EXERCISE DETAILS
Arrange every line of the listing below as a numbered list, leaving out any blank lines.

Entries for labeling bounding boxes
** Begin **

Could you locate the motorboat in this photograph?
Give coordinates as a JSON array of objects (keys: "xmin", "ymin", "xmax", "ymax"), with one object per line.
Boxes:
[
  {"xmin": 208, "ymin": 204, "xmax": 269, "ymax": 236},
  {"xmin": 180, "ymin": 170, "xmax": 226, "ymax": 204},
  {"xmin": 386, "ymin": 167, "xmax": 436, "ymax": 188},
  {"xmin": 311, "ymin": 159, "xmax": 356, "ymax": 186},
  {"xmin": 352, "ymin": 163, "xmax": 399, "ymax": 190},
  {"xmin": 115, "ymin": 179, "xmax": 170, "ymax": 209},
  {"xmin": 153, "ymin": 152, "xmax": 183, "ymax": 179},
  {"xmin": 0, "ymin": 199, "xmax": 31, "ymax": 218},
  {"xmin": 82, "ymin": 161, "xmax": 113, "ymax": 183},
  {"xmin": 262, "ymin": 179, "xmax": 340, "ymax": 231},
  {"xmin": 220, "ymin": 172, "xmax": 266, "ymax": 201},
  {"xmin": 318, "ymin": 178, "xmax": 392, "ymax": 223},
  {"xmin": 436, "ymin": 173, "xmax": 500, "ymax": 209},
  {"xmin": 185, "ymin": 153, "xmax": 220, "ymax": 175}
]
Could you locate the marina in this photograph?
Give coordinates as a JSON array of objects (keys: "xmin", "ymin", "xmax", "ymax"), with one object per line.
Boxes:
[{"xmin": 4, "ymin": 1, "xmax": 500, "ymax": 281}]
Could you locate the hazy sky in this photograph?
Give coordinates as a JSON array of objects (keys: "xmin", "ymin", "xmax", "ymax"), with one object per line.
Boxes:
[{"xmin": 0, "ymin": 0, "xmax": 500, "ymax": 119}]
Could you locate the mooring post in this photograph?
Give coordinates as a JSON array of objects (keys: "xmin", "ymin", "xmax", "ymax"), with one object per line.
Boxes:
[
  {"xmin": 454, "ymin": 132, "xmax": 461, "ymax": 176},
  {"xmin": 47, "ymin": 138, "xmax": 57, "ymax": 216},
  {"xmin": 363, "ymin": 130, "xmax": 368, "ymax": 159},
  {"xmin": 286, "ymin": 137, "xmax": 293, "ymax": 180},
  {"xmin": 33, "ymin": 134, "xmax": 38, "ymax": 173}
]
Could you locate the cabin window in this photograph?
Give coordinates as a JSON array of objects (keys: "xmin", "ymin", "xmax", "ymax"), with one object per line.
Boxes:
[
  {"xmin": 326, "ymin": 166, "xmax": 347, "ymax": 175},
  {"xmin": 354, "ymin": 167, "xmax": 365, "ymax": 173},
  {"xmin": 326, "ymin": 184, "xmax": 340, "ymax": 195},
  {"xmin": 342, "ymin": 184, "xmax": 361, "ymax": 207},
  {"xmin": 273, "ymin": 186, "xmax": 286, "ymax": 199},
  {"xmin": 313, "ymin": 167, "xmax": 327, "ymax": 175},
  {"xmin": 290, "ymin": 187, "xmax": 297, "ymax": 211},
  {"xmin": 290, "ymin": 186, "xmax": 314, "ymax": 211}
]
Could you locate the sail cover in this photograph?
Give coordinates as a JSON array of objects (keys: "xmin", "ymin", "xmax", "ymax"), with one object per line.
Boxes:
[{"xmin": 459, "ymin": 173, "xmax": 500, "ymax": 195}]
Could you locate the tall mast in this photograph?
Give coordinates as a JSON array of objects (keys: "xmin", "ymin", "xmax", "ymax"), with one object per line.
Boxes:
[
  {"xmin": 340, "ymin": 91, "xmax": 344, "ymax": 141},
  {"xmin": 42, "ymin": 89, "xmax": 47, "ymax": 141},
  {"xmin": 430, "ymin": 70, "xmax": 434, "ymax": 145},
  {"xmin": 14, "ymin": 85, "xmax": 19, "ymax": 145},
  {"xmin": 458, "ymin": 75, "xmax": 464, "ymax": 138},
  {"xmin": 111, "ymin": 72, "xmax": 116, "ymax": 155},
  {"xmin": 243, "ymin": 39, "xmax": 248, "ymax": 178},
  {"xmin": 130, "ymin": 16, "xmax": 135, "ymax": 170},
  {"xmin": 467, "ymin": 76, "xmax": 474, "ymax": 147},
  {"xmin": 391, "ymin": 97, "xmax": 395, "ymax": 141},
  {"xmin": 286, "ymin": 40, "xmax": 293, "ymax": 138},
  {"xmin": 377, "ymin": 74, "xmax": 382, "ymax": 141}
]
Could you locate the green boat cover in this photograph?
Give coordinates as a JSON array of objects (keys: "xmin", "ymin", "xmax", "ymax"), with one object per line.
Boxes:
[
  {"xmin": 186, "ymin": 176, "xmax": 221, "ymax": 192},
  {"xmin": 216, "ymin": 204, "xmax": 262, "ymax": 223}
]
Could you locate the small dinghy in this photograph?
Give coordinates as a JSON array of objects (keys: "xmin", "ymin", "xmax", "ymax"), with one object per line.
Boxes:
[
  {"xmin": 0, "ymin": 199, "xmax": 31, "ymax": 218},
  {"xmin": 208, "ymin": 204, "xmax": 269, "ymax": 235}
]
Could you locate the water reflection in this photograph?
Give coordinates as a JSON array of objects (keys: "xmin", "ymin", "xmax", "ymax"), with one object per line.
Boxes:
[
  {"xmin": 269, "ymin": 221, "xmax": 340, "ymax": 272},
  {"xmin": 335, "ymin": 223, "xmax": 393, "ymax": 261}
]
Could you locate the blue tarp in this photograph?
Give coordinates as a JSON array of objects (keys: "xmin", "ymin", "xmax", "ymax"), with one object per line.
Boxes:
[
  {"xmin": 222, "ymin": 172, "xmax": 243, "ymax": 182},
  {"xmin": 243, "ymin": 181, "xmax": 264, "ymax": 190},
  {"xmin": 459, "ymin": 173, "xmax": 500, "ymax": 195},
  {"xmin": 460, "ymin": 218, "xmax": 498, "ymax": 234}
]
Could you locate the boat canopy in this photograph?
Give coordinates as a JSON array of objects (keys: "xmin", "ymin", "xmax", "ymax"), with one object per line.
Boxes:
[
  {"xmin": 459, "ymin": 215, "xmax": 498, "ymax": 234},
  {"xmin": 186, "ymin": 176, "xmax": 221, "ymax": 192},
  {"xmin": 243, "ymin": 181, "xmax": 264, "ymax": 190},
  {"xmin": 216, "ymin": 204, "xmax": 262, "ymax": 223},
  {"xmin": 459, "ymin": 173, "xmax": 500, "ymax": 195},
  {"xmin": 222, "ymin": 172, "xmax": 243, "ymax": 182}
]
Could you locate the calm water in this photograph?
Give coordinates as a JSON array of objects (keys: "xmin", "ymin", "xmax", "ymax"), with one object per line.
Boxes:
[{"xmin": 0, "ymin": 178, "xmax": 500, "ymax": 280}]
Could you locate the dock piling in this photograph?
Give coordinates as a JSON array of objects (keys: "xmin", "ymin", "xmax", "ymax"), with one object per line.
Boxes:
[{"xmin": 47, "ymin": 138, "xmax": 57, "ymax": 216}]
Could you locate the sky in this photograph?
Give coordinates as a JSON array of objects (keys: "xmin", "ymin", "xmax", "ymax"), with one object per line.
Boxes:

** End **

CORRECT RESPONSE
1. Could you locate the motorboat in this photograph?
2. Give coordinates as a JSON array of objects (keys: "xmin", "ymin", "xmax", "ymax"), with one object per line.
3. Boxes:
4. [
5.   {"xmin": 208, "ymin": 204, "xmax": 269, "ymax": 236},
6.   {"xmin": 180, "ymin": 170, "xmax": 226, "ymax": 204},
7.   {"xmin": 386, "ymin": 167, "xmax": 436, "ymax": 188},
8.   {"xmin": 311, "ymin": 159, "xmax": 356, "ymax": 186},
9.   {"xmin": 352, "ymin": 163, "xmax": 399, "ymax": 190},
10.   {"xmin": 115, "ymin": 179, "xmax": 170, "ymax": 209},
11.   {"xmin": 153, "ymin": 152, "xmax": 183, "ymax": 179},
12.   {"xmin": 0, "ymin": 199, "xmax": 31, "ymax": 218},
13.   {"xmin": 82, "ymin": 161, "xmax": 113, "ymax": 183},
14.   {"xmin": 262, "ymin": 179, "xmax": 340, "ymax": 231},
15.   {"xmin": 220, "ymin": 172, "xmax": 266, "ymax": 201},
16.   {"xmin": 318, "ymin": 178, "xmax": 392, "ymax": 223},
17.   {"xmin": 436, "ymin": 173, "xmax": 500, "ymax": 209},
18.   {"xmin": 185, "ymin": 153, "xmax": 220, "ymax": 175}
19. ]
20. Could you locate the marina in this photograph?
21. Give coordinates as a JSON array of objects (keys: "xmin", "ymin", "xmax", "ymax"), with one object per line.
22. Boxes:
23. [{"xmin": 4, "ymin": 1, "xmax": 500, "ymax": 281}]
24. Could you locate the hazy sky in this photograph?
25. Give coordinates as a JSON array of objects (keys: "xmin", "ymin", "xmax", "ymax"), with one object per line.
26. Boxes:
27. [{"xmin": 0, "ymin": 0, "xmax": 500, "ymax": 119}]
28. Could you locate the mooring post in this photograph?
29. Give coordinates as a JSON array of objects (keys: "xmin", "ymin", "xmax", "ymax"), with one object per line.
30. Boxes:
31. [
32.   {"xmin": 454, "ymin": 132, "xmax": 461, "ymax": 176},
33.   {"xmin": 47, "ymin": 138, "xmax": 57, "ymax": 216},
34.   {"xmin": 363, "ymin": 130, "xmax": 368, "ymax": 159},
35.   {"xmin": 286, "ymin": 137, "xmax": 293, "ymax": 180},
36.   {"xmin": 33, "ymin": 134, "xmax": 38, "ymax": 173}
37. ]
38. Could you locate the cabin window in this photograph?
39. Give coordinates as a JSON array of objects (keys: "xmin", "ymin", "xmax", "ymax"), with one object per line.
40. Boxes:
41. [
42.   {"xmin": 326, "ymin": 166, "xmax": 347, "ymax": 175},
43.   {"xmin": 354, "ymin": 167, "xmax": 365, "ymax": 173},
44.   {"xmin": 326, "ymin": 184, "xmax": 340, "ymax": 195},
45.   {"xmin": 342, "ymin": 184, "xmax": 361, "ymax": 207},
46.   {"xmin": 273, "ymin": 186, "xmax": 286, "ymax": 199},
47.   {"xmin": 313, "ymin": 167, "xmax": 327, "ymax": 175},
48.   {"xmin": 290, "ymin": 187, "xmax": 297, "ymax": 211},
49.   {"xmin": 290, "ymin": 186, "xmax": 314, "ymax": 211}
50. ]
51. Could you locate the sail cover in this photograph?
52. Give coordinates as a JSON array of objects (keys: "xmin", "ymin", "xmax", "ymax"), with one object per line.
53. Boxes:
54. [{"xmin": 459, "ymin": 173, "xmax": 500, "ymax": 195}]
55. Could you locate the tall mast in this photograph?
56. Give coordinates as a JSON array of objects (keys: "xmin", "ymin", "xmax", "ymax"), with one object per line.
57. Boxes:
58. [
59.   {"xmin": 340, "ymin": 91, "xmax": 344, "ymax": 141},
60.   {"xmin": 42, "ymin": 89, "xmax": 47, "ymax": 141},
61.   {"xmin": 430, "ymin": 70, "xmax": 434, "ymax": 145},
62.   {"xmin": 14, "ymin": 85, "xmax": 19, "ymax": 145},
63.   {"xmin": 458, "ymin": 75, "xmax": 464, "ymax": 138},
64.   {"xmin": 111, "ymin": 72, "xmax": 116, "ymax": 155},
65.   {"xmin": 243, "ymin": 39, "xmax": 248, "ymax": 178},
66.   {"xmin": 130, "ymin": 16, "xmax": 135, "ymax": 170},
67.   {"xmin": 467, "ymin": 76, "xmax": 474, "ymax": 147},
68.   {"xmin": 391, "ymin": 97, "xmax": 395, "ymax": 141},
69.   {"xmin": 286, "ymin": 40, "xmax": 293, "ymax": 138},
70.   {"xmin": 377, "ymin": 74, "xmax": 382, "ymax": 141}
71. ]
72. Could you locate the green boat cover in this photograph?
73. Give coordinates as a JSON array of objects (keys: "xmin", "ymin", "xmax", "ymax"), with one object per line.
74. Boxes:
75. [
76.   {"xmin": 186, "ymin": 176, "xmax": 221, "ymax": 192},
77.   {"xmin": 216, "ymin": 204, "xmax": 262, "ymax": 223}
78. ]
79. Could you locate the small dinghy in this photograph?
80. Give coordinates as a JSON array of objects (keys: "xmin", "ymin", "xmax", "ymax"), with one object per line.
81. Boxes:
82. [
83.   {"xmin": 0, "ymin": 199, "xmax": 31, "ymax": 218},
84.   {"xmin": 208, "ymin": 204, "xmax": 269, "ymax": 235}
85. ]
86. Could you locate the water reflection in this photograph?
87. Give coordinates as a JSON array of objects (keys: "xmin", "ymin", "xmax", "ymax"), with one object per line.
88. Boxes:
89. [
90.   {"xmin": 269, "ymin": 221, "xmax": 340, "ymax": 272},
91.   {"xmin": 335, "ymin": 223, "xmax": 393, "ymax": 261}
92. ]
93. Could you locate the blue tarp in this photograph?
94. Give coordinates as a JSON array of objects (keys: "xmin", "ymin", "xmax", "ymax"), with one object per line.
95. Boxes:
96. [
97.   {"xmin": 222, "ymin": 172, "xmax": 243, "ymax": 182},
98.   {"xmin": 243, "ymin": 181, "xmax": 264, "ymax": 190},
99.   {"xmin": 459, "ymin": 173, "xmax": 500, "ymax": 195},
100.   {"xmin": 460, "ymin": 218, "xmax": 498, "ymax": 234}
101. ]
102. Could you locate the boat canopy in this photograph?
103. Give coordinates as a JSON array of objects (keys: "xmin", "ymin", "xmax", "ymax"), with one object per line.
104. Boxes:
105. [
106.   {"xmin": 459, "ymin": 215, "xmax": 498, "ymax": 234},
107.   {"xmin": 186, "ymin": 176, "xmax": 221, "ymax": 192},
108.   {"xmin": 243, "ymin": 181, "xmax": 264, "ymax": 190},
109.   {"xmin": 216, "ymin": 204, "xmax": 262, "ymax": 223},
110.   {"xmin": 459, "ymin": 173, "xmax": 500, "ymax": 195},
111.   {"xmin": 222, "ymin": 172, "xmax": 243, "ymax": 182}
112. ]
113. Could you locate the calm water in this photograph?
114. Give coordinates as a JSON array of objects (keys: "xmin", "ymin", "xmax", "ymax"), with one object per line.
115. Boxes:
116. [{"xmin": 0, "ymin": 178, "xmax": 500, "ymax": 280}]
117. Could you locate the dock piling in this photograph?
118. Give coordinates as a JSON array of objects (keys: "xmin", "ymin", "xmax", "ymax"), with one object per line.
119. Boxes:
120. [{"xmin": 47, "ymin": 138, "xmax": 57, "ymax": 216}]
121. Could you locate the sky in this photograph?
122. Give coordinates as a JSON array of objects (keys: "xmin", "ymin", "xmax", "ymax"), with one object per line.
123. Boxes:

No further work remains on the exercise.